Requirement | Lay out the stretch of the listing from the line containing "Presence check: is the green grass" through the line containing "[0,54,398,398]" as a Markdown table with the columns Row and Line. Number each row and skip any blank lines.

___ Data supplied ___

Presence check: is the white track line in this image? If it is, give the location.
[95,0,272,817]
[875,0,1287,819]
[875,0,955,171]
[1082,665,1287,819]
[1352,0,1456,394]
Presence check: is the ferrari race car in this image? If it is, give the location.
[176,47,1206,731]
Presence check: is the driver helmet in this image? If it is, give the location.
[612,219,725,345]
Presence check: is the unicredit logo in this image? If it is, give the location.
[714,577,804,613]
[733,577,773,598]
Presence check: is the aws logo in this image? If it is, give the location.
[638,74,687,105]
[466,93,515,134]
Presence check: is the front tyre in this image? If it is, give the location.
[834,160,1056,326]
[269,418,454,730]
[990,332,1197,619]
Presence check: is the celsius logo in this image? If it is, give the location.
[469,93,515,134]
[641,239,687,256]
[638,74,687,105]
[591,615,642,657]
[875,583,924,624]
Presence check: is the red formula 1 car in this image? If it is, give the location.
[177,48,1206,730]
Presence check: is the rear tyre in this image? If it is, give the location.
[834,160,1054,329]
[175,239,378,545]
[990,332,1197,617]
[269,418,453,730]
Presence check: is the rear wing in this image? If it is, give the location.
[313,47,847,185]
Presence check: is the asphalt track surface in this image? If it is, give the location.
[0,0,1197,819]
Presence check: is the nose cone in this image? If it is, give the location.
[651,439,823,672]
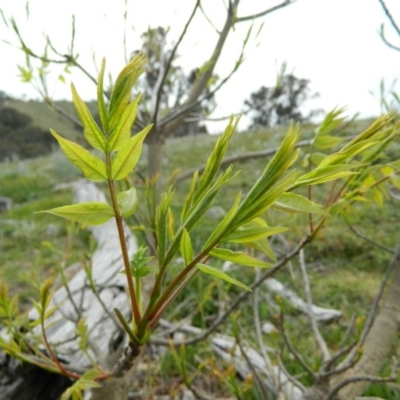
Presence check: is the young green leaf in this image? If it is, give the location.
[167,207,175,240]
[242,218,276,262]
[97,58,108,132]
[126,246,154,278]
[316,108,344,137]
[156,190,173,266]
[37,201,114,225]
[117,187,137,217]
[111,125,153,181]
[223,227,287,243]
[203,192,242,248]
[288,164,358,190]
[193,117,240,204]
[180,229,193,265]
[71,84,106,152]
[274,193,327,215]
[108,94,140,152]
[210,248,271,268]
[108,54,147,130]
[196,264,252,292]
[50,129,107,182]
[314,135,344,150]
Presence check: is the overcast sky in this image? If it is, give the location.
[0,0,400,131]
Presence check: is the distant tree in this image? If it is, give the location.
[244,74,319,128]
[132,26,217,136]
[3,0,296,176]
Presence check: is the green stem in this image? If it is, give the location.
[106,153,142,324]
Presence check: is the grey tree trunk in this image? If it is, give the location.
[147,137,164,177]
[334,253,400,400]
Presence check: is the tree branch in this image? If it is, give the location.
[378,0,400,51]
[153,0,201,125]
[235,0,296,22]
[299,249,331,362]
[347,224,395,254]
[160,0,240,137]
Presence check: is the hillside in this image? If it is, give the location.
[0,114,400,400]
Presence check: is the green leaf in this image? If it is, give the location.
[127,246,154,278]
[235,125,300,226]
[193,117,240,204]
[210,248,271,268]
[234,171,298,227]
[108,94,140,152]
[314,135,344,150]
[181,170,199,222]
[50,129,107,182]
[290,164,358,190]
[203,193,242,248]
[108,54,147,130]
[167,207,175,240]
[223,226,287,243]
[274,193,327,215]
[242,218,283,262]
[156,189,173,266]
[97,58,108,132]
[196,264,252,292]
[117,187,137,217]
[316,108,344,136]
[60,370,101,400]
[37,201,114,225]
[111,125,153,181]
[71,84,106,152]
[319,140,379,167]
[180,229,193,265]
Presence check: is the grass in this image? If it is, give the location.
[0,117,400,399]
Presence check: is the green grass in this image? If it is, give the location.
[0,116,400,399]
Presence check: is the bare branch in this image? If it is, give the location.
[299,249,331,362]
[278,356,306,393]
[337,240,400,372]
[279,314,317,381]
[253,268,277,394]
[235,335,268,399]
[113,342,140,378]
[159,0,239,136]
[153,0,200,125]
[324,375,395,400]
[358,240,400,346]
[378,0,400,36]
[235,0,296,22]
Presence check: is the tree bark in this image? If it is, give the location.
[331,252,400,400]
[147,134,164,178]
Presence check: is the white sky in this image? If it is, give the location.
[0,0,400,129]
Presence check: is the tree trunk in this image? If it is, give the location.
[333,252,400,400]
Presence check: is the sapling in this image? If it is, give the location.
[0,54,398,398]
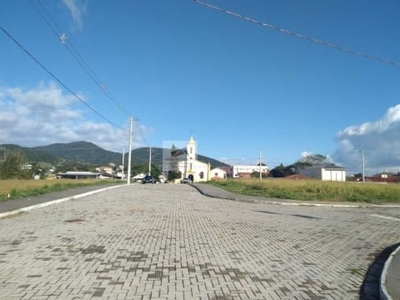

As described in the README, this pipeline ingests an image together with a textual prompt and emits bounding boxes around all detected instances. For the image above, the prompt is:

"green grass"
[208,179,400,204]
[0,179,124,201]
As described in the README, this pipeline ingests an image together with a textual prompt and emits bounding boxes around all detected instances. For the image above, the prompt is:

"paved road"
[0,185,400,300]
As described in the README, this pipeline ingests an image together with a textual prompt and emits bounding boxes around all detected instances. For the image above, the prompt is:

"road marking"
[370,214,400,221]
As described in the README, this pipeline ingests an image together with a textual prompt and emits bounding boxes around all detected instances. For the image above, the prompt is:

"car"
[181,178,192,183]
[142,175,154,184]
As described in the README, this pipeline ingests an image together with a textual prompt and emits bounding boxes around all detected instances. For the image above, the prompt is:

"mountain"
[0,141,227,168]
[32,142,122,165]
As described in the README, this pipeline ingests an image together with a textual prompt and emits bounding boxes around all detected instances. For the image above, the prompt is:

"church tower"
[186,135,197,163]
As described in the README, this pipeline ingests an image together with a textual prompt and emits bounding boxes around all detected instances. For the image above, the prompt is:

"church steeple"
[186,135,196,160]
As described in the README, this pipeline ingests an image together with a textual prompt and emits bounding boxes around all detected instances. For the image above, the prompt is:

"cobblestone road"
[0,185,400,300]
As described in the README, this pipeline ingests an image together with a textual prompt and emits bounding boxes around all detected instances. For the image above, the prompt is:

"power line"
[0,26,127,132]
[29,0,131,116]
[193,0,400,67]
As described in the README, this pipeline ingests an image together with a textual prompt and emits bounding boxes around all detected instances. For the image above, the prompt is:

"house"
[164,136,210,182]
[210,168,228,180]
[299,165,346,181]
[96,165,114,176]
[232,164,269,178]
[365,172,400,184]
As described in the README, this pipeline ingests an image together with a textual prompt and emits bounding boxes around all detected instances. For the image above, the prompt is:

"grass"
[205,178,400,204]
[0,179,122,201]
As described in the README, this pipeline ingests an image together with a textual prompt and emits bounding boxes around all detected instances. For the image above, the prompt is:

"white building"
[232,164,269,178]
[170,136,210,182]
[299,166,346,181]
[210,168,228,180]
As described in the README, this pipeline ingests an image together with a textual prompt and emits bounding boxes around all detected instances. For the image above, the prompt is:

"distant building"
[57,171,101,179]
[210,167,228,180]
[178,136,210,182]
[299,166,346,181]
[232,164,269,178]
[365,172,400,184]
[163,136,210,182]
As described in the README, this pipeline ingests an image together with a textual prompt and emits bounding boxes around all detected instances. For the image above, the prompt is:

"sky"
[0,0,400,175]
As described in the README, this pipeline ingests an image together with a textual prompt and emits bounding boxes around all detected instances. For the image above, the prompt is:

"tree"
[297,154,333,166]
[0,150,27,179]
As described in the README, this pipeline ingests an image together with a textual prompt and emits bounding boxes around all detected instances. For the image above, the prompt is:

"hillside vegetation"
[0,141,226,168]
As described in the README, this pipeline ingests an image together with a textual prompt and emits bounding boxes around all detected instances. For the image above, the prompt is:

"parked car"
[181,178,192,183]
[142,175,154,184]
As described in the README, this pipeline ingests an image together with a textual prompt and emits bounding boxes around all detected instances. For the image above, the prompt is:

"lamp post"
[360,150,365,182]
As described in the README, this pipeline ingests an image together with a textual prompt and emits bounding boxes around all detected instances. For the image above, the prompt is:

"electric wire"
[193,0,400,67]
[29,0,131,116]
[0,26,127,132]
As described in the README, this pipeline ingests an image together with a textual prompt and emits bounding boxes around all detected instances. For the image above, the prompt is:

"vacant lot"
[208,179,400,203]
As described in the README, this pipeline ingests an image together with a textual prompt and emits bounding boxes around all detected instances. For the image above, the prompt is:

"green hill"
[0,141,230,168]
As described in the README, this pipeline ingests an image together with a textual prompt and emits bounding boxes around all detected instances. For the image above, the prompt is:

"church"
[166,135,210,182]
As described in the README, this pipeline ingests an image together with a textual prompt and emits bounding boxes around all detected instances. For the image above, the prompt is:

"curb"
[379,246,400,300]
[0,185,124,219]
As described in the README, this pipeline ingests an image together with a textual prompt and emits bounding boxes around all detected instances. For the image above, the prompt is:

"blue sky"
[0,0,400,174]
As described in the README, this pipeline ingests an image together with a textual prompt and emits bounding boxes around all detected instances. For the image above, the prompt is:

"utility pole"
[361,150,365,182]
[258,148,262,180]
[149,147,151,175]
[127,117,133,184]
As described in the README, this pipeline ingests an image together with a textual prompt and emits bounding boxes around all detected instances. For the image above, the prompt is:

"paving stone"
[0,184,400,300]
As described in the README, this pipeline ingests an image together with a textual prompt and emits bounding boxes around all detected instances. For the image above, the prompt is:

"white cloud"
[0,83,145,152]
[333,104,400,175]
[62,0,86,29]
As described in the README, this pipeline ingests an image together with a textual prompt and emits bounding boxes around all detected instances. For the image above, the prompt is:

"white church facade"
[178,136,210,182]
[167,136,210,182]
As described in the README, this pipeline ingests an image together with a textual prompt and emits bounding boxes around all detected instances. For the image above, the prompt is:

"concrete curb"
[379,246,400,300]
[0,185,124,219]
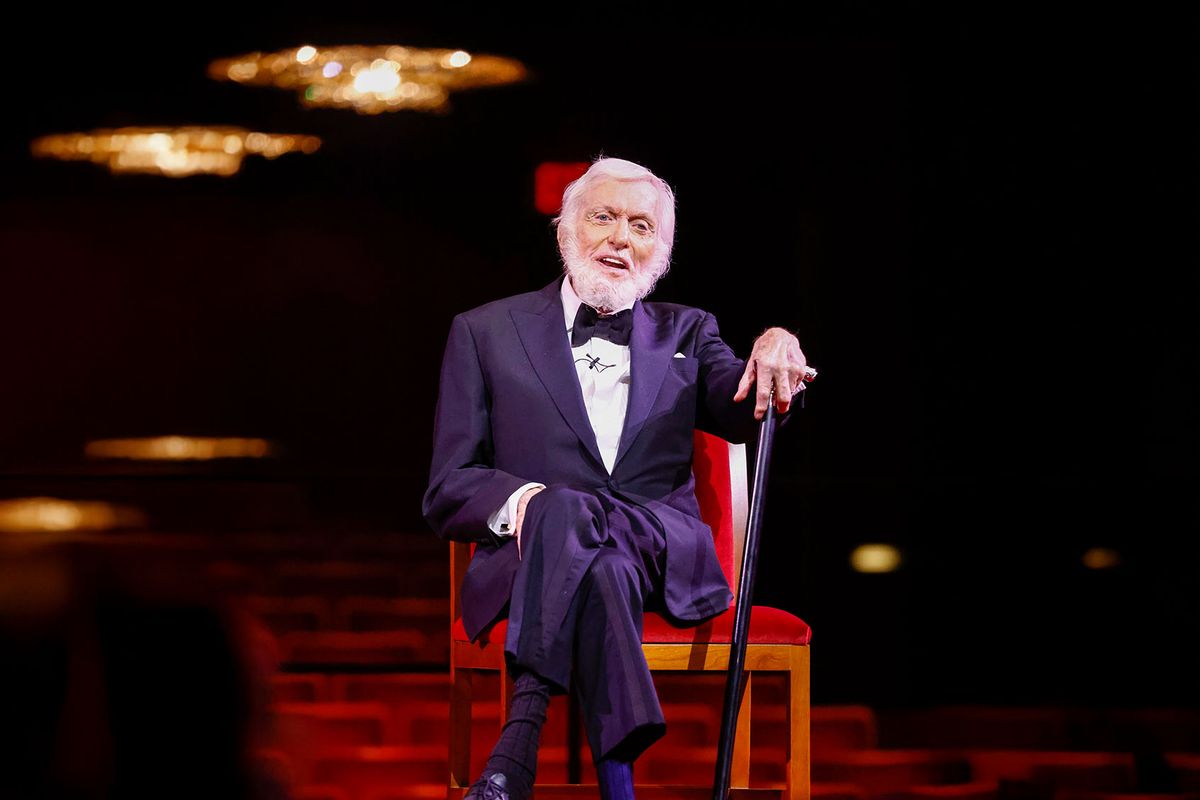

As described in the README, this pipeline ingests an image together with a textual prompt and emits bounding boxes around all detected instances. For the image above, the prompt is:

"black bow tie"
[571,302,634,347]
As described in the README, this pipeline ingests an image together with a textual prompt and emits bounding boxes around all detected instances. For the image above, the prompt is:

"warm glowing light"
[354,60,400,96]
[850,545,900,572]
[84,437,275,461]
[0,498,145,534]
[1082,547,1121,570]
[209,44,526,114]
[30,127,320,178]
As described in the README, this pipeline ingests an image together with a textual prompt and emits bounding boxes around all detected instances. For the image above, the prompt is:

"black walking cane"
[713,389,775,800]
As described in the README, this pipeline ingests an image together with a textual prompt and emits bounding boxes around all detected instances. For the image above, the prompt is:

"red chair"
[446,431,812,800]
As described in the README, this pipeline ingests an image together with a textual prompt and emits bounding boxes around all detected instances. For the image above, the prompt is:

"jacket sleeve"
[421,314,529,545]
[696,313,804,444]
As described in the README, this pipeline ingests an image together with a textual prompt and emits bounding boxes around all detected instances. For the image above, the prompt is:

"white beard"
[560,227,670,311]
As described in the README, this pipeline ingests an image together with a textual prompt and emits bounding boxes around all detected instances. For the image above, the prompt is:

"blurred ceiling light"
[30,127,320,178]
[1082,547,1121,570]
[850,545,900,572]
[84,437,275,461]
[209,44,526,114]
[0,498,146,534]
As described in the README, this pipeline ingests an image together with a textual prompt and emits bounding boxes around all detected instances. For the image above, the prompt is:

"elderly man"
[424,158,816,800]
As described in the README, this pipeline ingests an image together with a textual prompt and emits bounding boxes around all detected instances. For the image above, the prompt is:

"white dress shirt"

___

Complete output |
| Row | Line |
|---|---|
| 1 | Presence check: is the green grass in this image? If it is, give the location. |
| 2 | [0,116,400,399] |
| 3 | Presence check: is the bare branch in this image? If it is, give the location. |
| 4 | [299,249,331,362] |
| 5 | [278,356,306,393] |
| 6 | [337,240,400,372] |
| 7 | [279,314,317,381] |
| 8 | [253,268,277,394] |
| 9 | [235,335,268,399] |
| 10 | [113,342,140,378] |
| 11 | [159,0,239,136] |
| 12 | [153,0,200,125] |
| 13 | [324,375,395,400] |
| 14 | [358,240,400,346] |
| 15 | [378,0,400,36] |
| 16 | [235,0,296,22] |
| 17 | Presence check: is the tree bark in this image? If it is, give the location. |
| 18 | [331,252,400,400] |
| 19 | [147,134,164,178] |
| 20 | Presence check: is the white sky in this image? If it is, give the location. |
| 21 | [0,0,400,129] |
| 22 | Presence check: is the tree trunk in this image? If it is, give the location. |
| 23 | [333,252,400,400] |
| 24 | Presence check: is the sapling in this image? If it is, give the location. |
| 25 | [0,54,398,398] |